Problem requirements:
Type out the lines below exactly, pictures excluded.

Supplied entries:
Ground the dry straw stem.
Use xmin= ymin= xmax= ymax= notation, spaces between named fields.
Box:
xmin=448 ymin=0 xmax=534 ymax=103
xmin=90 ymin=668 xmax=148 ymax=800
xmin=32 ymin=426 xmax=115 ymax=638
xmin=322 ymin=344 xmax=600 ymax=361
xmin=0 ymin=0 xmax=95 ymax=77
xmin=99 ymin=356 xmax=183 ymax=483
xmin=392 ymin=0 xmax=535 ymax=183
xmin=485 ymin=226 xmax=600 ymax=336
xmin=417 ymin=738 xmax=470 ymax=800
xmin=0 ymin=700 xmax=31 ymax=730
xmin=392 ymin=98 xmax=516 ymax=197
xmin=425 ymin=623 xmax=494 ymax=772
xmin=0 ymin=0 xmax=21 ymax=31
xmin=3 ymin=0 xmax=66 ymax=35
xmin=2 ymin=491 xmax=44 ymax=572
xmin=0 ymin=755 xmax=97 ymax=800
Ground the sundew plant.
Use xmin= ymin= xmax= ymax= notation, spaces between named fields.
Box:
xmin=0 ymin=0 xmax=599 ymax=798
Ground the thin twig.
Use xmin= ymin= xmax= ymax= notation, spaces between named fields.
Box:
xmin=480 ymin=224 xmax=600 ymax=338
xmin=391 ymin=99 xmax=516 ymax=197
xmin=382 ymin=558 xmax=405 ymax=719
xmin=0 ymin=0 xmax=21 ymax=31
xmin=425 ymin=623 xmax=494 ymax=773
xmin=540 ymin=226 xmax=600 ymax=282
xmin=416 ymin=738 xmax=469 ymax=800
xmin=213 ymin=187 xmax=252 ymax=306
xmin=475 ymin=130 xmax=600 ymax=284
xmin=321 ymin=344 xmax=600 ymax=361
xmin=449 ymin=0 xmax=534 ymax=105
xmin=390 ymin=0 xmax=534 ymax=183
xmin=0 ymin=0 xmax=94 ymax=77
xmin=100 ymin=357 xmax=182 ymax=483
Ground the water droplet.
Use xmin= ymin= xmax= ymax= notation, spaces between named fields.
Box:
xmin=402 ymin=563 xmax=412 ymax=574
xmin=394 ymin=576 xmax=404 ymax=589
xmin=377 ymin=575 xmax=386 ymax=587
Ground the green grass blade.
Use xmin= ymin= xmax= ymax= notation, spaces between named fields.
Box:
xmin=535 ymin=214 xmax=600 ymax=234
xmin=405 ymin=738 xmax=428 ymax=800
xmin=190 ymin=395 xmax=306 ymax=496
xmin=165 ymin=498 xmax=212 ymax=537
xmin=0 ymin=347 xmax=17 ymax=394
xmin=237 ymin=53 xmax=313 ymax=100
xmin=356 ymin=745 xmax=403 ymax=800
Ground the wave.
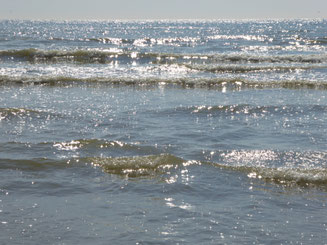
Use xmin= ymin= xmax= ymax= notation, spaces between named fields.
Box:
xmin=86 ymin=154 xmax=185 ymax=177
xmin=0 ymin=139 xmax=160 ymax=160
xmin=0 ymin=158 xmax=69 ymax=171
xmin=51 ymin=139 xmax=158 ymax=155
xmin=309 ymin=37 xmax=327 ymax=44
xmin=0 ymin=153 xmax=185 ymax=176
xmin=0 ymin=107 xmax=56 ymax=121
xmin=181 ymin=63 xmax=324 ymax=73
xmin=1 ymin=75 xmax=327 ymax=90
xmin=218 ymin=164 xmax=327 ymax=187
xmin=154 ymin=104 xmax=327 ymax=119
xmin=212 ymin=53 xmax=327 ymax=64
xmin=46 ymin=36 xmax=202 ymax=47
xmin=1 ymin=48 xmax=327 ymax=64
xmin=84 ymin=149 xmax=327 ymax=186
xmin=0 ymin=48 xmax=206 ymax=64
xmin=88 ymin=36 xmax=202 ymax=46
xmin=0 ymin=49 xmax=125 ymax=64
xmin=188 ymin=104 xmax=327 ymax=115
xmin=77 ymin=154 xmax=327 ymax=186
xmin=0 ymin=139 xmax=137 ymax=152
xmin=1 ymin=144 xmax=326 ymax=186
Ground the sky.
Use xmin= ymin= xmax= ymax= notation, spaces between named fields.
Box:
xmin=0 ymin=0 xmax=326 ymax=20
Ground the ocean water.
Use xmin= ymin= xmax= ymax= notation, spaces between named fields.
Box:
xmin=0 ymin=19 xmax=327 ymax=244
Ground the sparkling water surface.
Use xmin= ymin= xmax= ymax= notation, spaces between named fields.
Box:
xmin=0 ymin=19 xmax=327 ymax=244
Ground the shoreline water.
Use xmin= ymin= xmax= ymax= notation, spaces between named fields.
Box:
xmin=1 ymin=19 xmax=326 ymax=244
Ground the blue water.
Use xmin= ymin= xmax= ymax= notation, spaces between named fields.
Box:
xmin=0 ymin=19 xmax=327 ymax=244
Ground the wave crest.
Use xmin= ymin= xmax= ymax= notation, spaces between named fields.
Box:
xmin=182 ymin=63 xmax=323 ymax=73
xmin=1 ymin=75 xmax=327 ymax=90
xmin=234 ymin=165 xmax=327 ymax=186
xmin=86 ymin=154 xmax=185 ymax=177
xmin=1 ymin=49 xmax=327 ymax=65
xmin=1 ymin=148 xmax=326 ymax=187
xmin=0 ymin=107 xmax=54 ymax=120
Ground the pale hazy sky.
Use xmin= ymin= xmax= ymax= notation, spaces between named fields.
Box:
xmin=0 ymin=0 xmax=326 ymax=20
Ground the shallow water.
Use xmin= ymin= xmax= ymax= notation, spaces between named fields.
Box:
xmin=0 ymin=19 xmax=327 ymax=244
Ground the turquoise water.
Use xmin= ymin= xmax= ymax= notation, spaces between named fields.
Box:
xmin=0 ymin=19 xmax=327 ymax=244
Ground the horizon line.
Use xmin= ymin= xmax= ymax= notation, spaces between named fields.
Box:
xmin=0 ymin=17 xmax=325 ymax=22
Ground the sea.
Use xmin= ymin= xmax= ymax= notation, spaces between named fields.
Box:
xmin=0 ymin=19 xmax=326 ymax=244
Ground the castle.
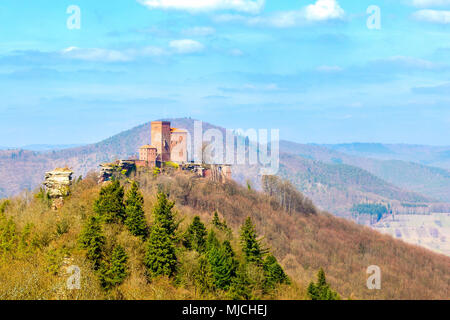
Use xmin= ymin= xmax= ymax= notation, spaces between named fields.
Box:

The completed task:
Ground the dry straw stem.
Use xmin= ymin= xmax= ymax= notation, spaces between named fields.
Box:
xmin=448 ymin=0 xmax=534 ymax=103
xmin=90 ymin=668 xmax=148 ymax=800
xmin=32 ymin=426 xmax=115 ymax=638
xmin=322 ymin=344 xmax=600 ymax=361
xmin=0 ymin=0 xmax=95 ymax=77
xmin=99 ymin=356 xmax=183 ymax=483
xmin=392 ymin=0 xmax=535 ymax=183
xmin=485 ymin=226 xmax=600 ymax=336
xmin=417 ymin=738 xmax=470 ymax=800
xmin=0 ymin=700 xmax=31 ymax=730
xmin=392 ymin=98 xmax=516 ymax=197
xmin=425 ymin=623 xmax=494 ymax=772
xmin=0 ymin=0 xmax=21 ymax=31
xmin=3 ymin=0 xmax=66 ymax=35
xmin=2 ymin=491 xmax=44 ymax=572
xmin=0 ymin=755 xmax=97 ymax=800
Ground the sundew plant.
Use xmin= ymin= xmax= ymax= notation, spaces between named fields.
Box:
xmin=0 ymin=0 xmax=599 ymax=798
Ground the thin twig.
Use xmin= ymin= xmax= ymax= notation, spaces between named fields.
Box:
xmin=480 ymin=224 xmax=600 ymax=338
xmin=391 ymin=99 xmax=516 ymax=197
xmin=382 ymin=558 xmax=405 ymax=719
xmin=0 ymin=0 xmax=21 ymax=31
xmin=425 ymin=623 xmax=494 ymax=773
xmin=540 ymin=226 xmax=600 ymax=282
xmin=416 ymin=738 xmax=469 ymax=800
xmin=213 ymin=187 xmax=252 ymax=306
xmin=475 ymin=130 xmax=600 ymax=284
xmin=321 ymin=344 xmax=600 ymax=361
xmin=449 ymin=0 xmax=534 ymax=105
xmin=390 ymin=0 xmax=534 ymax=183
xmin=0 ymin=0 xmax=94 ymax=77
xmin=100 ymin=357 xmax=182 ymax=483
Ground the water droplet.
Use xmin= ymin= xmax= ymax= notation, spaces between named fields.
Box:
xmin=402 ymin=563 xmax=412 ymax=574
xmin=394 ymin=576 xmax=404 ymax=589
xmin=377 ymin=575 xmax=386 ymax=587
Ground the green grass blade.
Use xmin= ymin= xmax= ymax= notation, spaces between named fields.
Box:
xmin=535 ymin=214 xmax=600 ymax=234
xmin=405 ymin=738 xmax=428 ymax=800
xmin=190 ymin=395 xmax=306 ymax=496
xmin=165 ymin=498 xmax=212 ymax=537
xmin=0 ymin=347 xmax=17 ymax=394
xmin=237 ymin=53 xmax=313 ymax=100
xmin=356 ymin=745 xmax=403 ymax=800
Ground the wave.
Use xmin= ymin= xmax= ymax= notation, spaces between named fields.
Box:
xmin=86 ymin=154 xmax=185 ymax=177
xmin=0 ymin=139 xmax=160 ymax=160
xmin=0 ymin=158 xmax=69 ymax=171
xmin=51 ymin=139 xmax=158 ymax=155
xmin=309 ymin=37 xmax=327 ymax=44
xmin=0 ymin=153 xmax=185 ymax=176
xmin=0 ymin=107 xmax=56 ymax=121
xmin=181 ymin=63 xmax=324 ymax=73
xmin=1 ymin=75 xmax=327 ymax=90
xmin=218 ymin=164 xmax=327 ymax=187
xmin=154 ymin=104 xmax=327 ymax=119
xmin=212 ymin=53 xmax=327 ymax=64
xmin=46 ymin=36 xmax=202 ymax=47
xmin=1 ymin=48 xmax=327 ymax=64
xmin=84 ymin=149 xmax=327 ymax=186
xmin=0 ymin=48 xmax=206 ymax=64
xmin=88 ymin=36 xmax=202 ymax=46
xmin=0 ymin=49 xmax=125 ymax=64
xmin=188 ymin=104 xmax=327 ymax=115
xmin=77 ymin=154 xmax=327 ymax=186
xmin=0 ymin=139 xmax=137 ymax=152
xmin=1 ymin=144 xmax=326 ymax=186
Ground the sky.
Use xmin= ymin= xmax= ymax= notation, spaces between named fields.
Box:
xmin=0 ymin=0 xmax=326 ymax=20
Ground the ocean water.
Use xmin= ymin= xmax= ymax= notation, spaces between named fields.
Box:
xmin=0 ymin=19 xmax=327 ymax=244
Ground the sparkling water surface.
Use xmin= ymin= xmax= ymax= notation, spaces between named fields.
Box:
xmin=0 ymin=19 xmax=327 ymax=244
Ground the shoreline water.
Use xmin= ymin= xmax= ymax= notation, spaces between named fields.
Box:
xmin=1 ymin=19 xmax=326 ymax=244
Ground the blue water.
Use xmin= ymin= xmax= ymax= notation, spaces between named fields.
Box:
xmin=0 ymin=19 xmax=327 ymax=244
Ground the wave crest.
Use xmin= ymin= xmax= ymax= notation, spaces between named fields.
Box:
xmin=182 ymin=63 xmax=323 ymax=73
xmin=1 ymin=75 xmax=327 ymax=90
xmin=234 ymin=165 xmax=327 ymax=186
xmin=86 ymin=154 xmax=185 ymax=177
xmin=1 ymin=49 xmax=327 ymax=65
xmin=1 ymin=148 xmax=326 ymax=187
xmin=0 ymin=107 xmax=54 ymax=120
Ground the pale hazy sky.
Use xmin= ymin= xmax= ymax= notation, spaces between named fields.
Box:
xmin=0 ymin=0 xmax=326 ymax=20
Ground the shallow water.
Use xmin= ymin= xmax= ymax= notation, spaces between named fields.
Box:
xmin=0 ymin=19 xmax=327 ymax=244
Ground the turquoise water.
Use xmin= ymin= xmax= ymax= notation, spaces between named fields.
Box:
xmin=0 ymin=19 xmax=327 ymax=244
Ground the horizon line.
Use xmin= ymin= xmax= ymax= notation, spaces between named fields.
Box:
xmin=0 ymin=17 xmax=325 ymax=22
Ground the sea.
Use xmin= ymin= xmax= ymax= notation, spaces between named fields.
Box:
xmin=0 ymin=19 xmax=326 ymax=244
Ground the castle.
Use xmin= ymin= xmax= ymax= notation, spaces between named fields.
Box:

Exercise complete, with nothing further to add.